▶ **EXTRAIT SOURCE**:
################
Catégorie : Droit

  • Une démocratie sous asphyxie

    Une démocratie sous asphyxie

    Publié dans le Temps, le 12 septembre 2017. 

    Le 13 septembre, le Conseil national adoptera une loi de 334 pages, la LSFin/LEFin. Sans traiter du fond, l’on peut s’inquiéter que l’immense majorité des membres du corps législatif n’aura pas eu le temps ne serait-ce que de lire le texte qu’il acceptera, et qui déploiera des effets sur les petits clients de banques.

    Connaissez-vous la LSFin/LEFin, la loi sur les services et sur les établissements financiers ? Personnellement, j’avoue quelques carences en la matière. C’est le genre de projet qui ne figure pas en tête des programmes électoraux. Le Conseil national s’en saisira le 13 septembre prochain, et je ne parviens toujours pas à en comprendre les enjeux et les détails. Tout ce que je peux en dire, c’est que la LSFin/LEFin doit théoriquement protéger le petit client des banques.
    Sans être l’objet majeur de la législature, cette LSFin/LEFin n’en est pas moins un véritable monstre : dans sa version française, le dépliant de la loi s’étend sur 334 pages, auxquels s’ajoute un message du Conseil fédéral de plus 188 pages. Sans image, naturellement. Avec plein de termes techniques financiers, des propositions de minorité qui se jouent sur des subtilités de langage, et des enjeux pour lesquels il faut recourir aux services d’experts pour saisir le commencement de chaque question.
    La LSFin/LEFin n’aura pas sa session spéciale. Elle sera traitée comme un objet parmi des dizaines d’autres, un des treize jours que compte la session d’automne.
    La vérité, crue et moche, c’est que l’immense majorité du Parlement n’aura pas lu la LSFin/LEFin au moment de la voter. Pas par manque de volonté ou de courage, mais parce qu’il est humainement impossible d’absorber trois centaines de pages de législation financière en moins d’un mois si l’on ne s’y consacre pas entièrement et sans être du métier.
    L’adage qui dit que « nul n’est censé ignorer la loi » est un leurre. C’est une fiction. Personne ne connaît toute la législation. Ce qui est toutefois inquiétant, c’est que même ceux qui l’adoptent ne la connaissent pas. Et personne ne s’en émeut.
    Comme le dilemme du prisonnier, voilà celui du parlementaire. Convaincu que votre voisin comprend mieux le problème que vous, il est fort probable que personne au Conseil national n’osera exiger que l’on nous fournisse une loi lisible et compréhensible. Ce serait avouer sa propre incompétence. Et l’on acceptera ce projet, persuadés qu’il est bon, ou du moins acceptable. Comme Gulliver face aux lilliputiens, le pouvoir législatif se retrouve pris au piège d’une administration qui étend son pouvoir subrepticement, par petites touches, en asphyxiant la démocratie.
################
▶ **DONNÉES**:
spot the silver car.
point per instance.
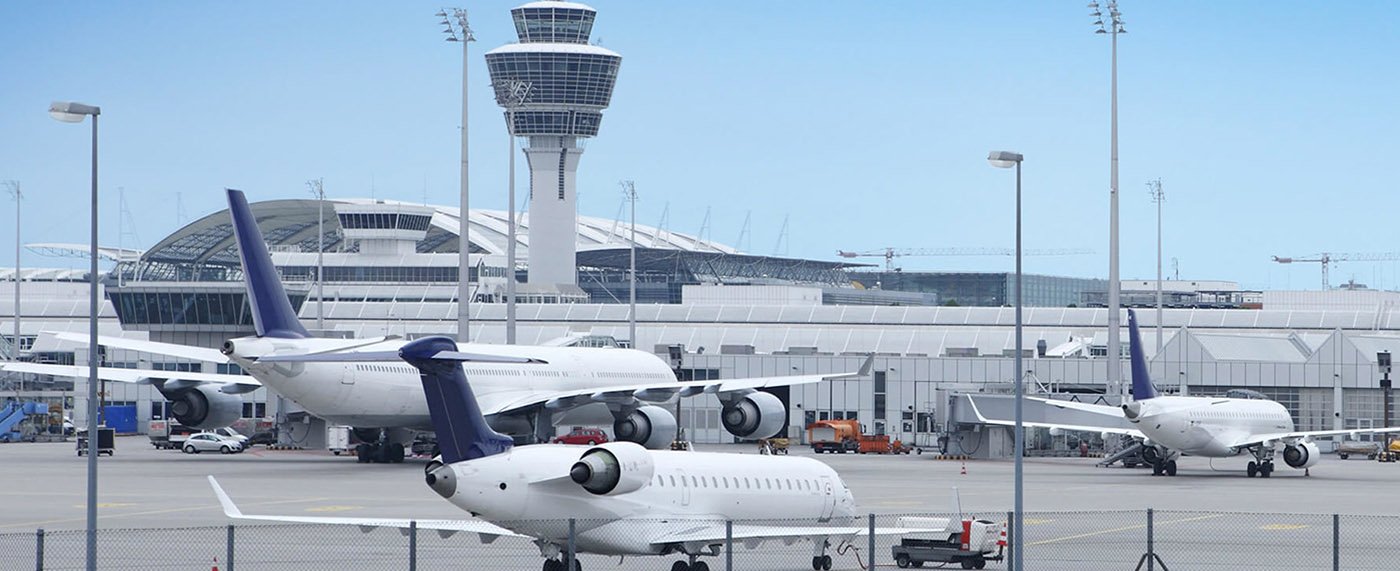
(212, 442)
################
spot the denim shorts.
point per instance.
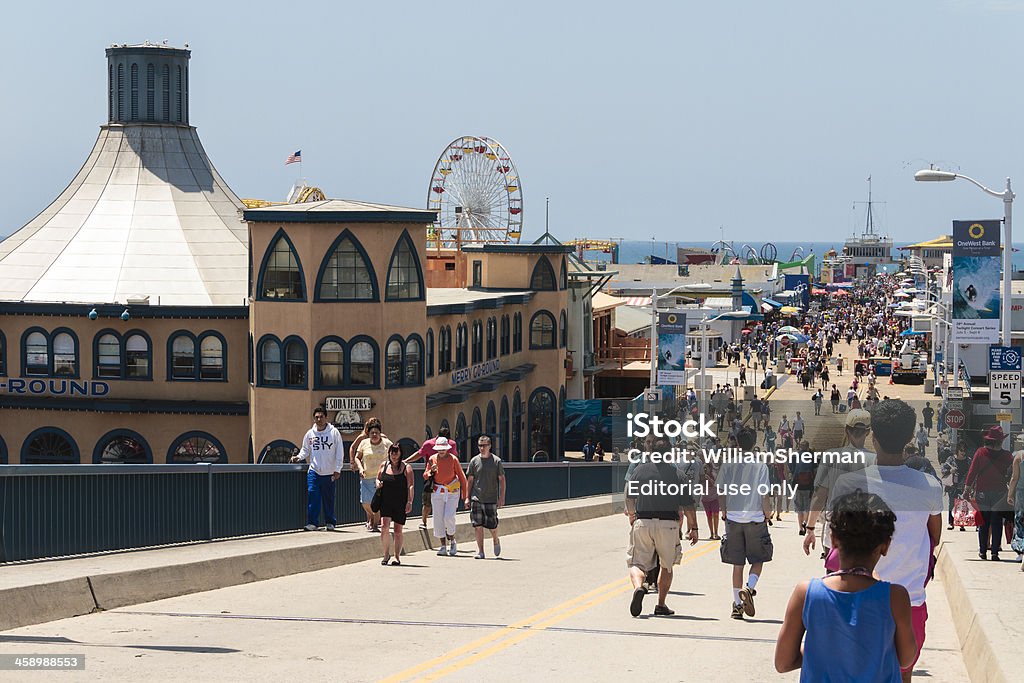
################
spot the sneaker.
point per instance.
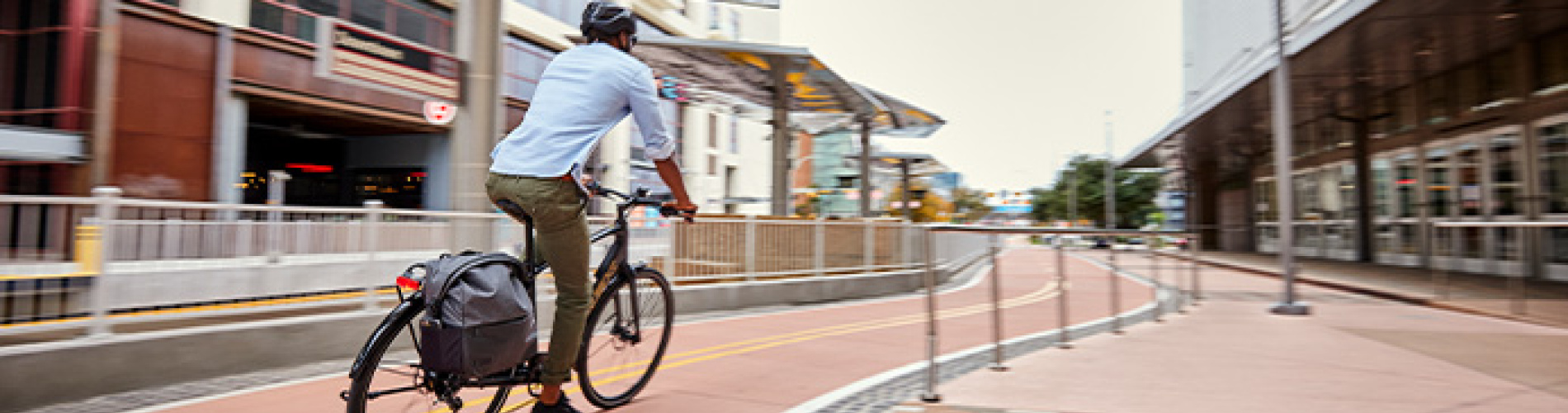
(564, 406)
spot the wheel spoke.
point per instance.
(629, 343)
################
Dans l'article sur la LSFin/LEFin, relevez tous les traits du projet de loi et des documents qui l'accompagnent que l'auteur énumère dans le paragraphe commençant par « Sans être l'objet majeur de la législature ».

▶ **RÉPONSE ATTENDUE**:
- Le dépliant de la loi s'étend sur 334 pages dans sa version française.
- S'y ajoute un message du Conseil fédéral de plus de 188 pages.
- Il n'y a aucune image.
- Il contient plein de termes techniques financiers.
- Il comporte des propositions de minorité qui se jouent sur des subtilités de langage.
- Ses enjeux exigent de recourir aux services d'experts pour saisir le commencement de chaque question.